Directions for this task: In the passage on biological pathways, what are the technologies and resources from the BBN Program expected to do?

Extract provided:
┄┄┄┄┄┄┄┄┄┄┄┄┄┄┄┄┄┄┄┄

Maintaining a healthy human body requires an amazing feat of biological teamwork involving many “players” – from individual genes and molecules to entire and cells and organs —which orchestrate the many intricate and interconnected biological pathways within the body. To date, only a few of these pathways have been characterized. This is largely because the technologies available for studying the myriad interactions between biological “players” in cells is equivalent to taking a snapshot. Looking at a moment in time cannot reveal the dynamics of these interactions, which can fluctuate rapidly and vary from cell to cell, but are critical for their function. More research is needed to advance our understanding of how these pathways:
- are interconnected to form biological networks
- function normally to maintain health
- become disturbed and lead to disease, and
- can be restored to health if they are disrupted
Solving these gaps in knowledge is key to understanding health and treating disease. The Common Fund’s Building Blocks, Biological Pathways, and Networks (BBN) Program is designed to address these roadblocks by supporting the development of new technologies and resources to enable researchers to study, in real time, the molecular events that comprise biological pathways and networks in cells. Technologies and resources developed through this program are expected to catalyze hundreds of studies of normal and disease-related cellular processes.

┄┄┄┄┄┄┄┄┄┄┄┄┄┄┄┄┄┄┄┄

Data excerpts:
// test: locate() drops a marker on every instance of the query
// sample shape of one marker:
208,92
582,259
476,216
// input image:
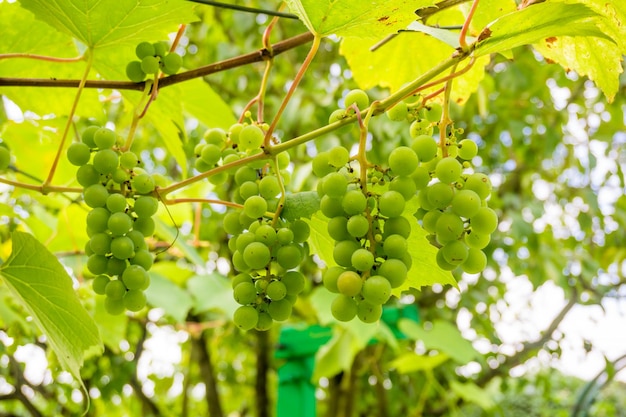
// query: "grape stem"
292,88
445,116
465,28
42,57
68,124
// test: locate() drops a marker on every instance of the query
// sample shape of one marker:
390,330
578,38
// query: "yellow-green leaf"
374,18
40,283
543,20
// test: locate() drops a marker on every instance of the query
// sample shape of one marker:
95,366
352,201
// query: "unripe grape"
256,255
143,184
395,271
245,293
425,147
369,313
448,170
105,161
134,300
115,289
280,310
391,204
276,290
78,154
289,256
358,97
144,49
246,317
104,138
376,289
354,202
466,203
343,308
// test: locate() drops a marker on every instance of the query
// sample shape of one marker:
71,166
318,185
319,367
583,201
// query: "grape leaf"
300,205
41,284
543,20
375,18
424,270
99,23
597,58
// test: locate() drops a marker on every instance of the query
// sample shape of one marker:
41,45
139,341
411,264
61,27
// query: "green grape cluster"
153,58
266,256
119,195
453,201
369,230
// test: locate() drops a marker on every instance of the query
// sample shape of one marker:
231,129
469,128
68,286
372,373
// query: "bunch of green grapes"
122,206
370,232
266,255
153,58
453,201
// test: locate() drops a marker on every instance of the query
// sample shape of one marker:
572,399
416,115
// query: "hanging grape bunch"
266,250
119,195
153,58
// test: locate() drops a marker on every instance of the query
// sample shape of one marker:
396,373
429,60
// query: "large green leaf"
40,282
444,337
543,20
597,58
375,18
99,23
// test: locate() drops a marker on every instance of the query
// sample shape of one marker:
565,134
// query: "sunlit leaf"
543,20
40,282
101,23
361,19
443,336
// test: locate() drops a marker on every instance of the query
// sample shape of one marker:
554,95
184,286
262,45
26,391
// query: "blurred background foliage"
553,147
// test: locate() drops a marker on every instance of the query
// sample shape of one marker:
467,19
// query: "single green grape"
122,247
289,256
391,204
448,170
129,160
276,290
144,49
362,260
143,184
358,97
105,161
95,195
115,289
104,138
280,310
150,65
146,206
256,255
119,223
246,317
376,289
134,300
99,284
251,137
245,293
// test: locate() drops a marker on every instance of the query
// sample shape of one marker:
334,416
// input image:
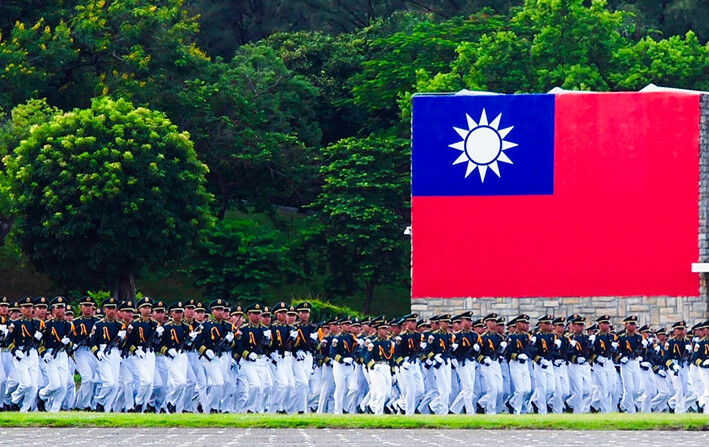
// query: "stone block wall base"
654,310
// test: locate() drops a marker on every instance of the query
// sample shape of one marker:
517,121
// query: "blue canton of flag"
469,145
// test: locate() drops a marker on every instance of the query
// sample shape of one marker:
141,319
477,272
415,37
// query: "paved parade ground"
176,437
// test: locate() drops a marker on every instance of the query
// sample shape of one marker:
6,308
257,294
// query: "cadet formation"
145,356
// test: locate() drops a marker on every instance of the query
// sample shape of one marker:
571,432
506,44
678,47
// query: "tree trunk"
369,295
126,288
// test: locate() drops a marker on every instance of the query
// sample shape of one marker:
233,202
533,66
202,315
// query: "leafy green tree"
253,122
361,212
239,258
102,193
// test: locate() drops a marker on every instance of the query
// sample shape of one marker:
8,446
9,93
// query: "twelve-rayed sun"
483,145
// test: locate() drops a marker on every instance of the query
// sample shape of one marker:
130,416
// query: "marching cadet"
544,346
406,350
281,353
252,344
86,364
106,337
605,345
379,356
677,352
518,355
210,348
143,340
304,345
56,339
174,336
343,369
630,348
441,344
464,362
700,358
25,335
493,346
580,380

┄┄┄┄┄┄┄┄┄┄┄┄┄┄┄┄┄┄┄┄

Solution: They are expected to catalyze hundreds of studies of normal and disease-related cellular processes.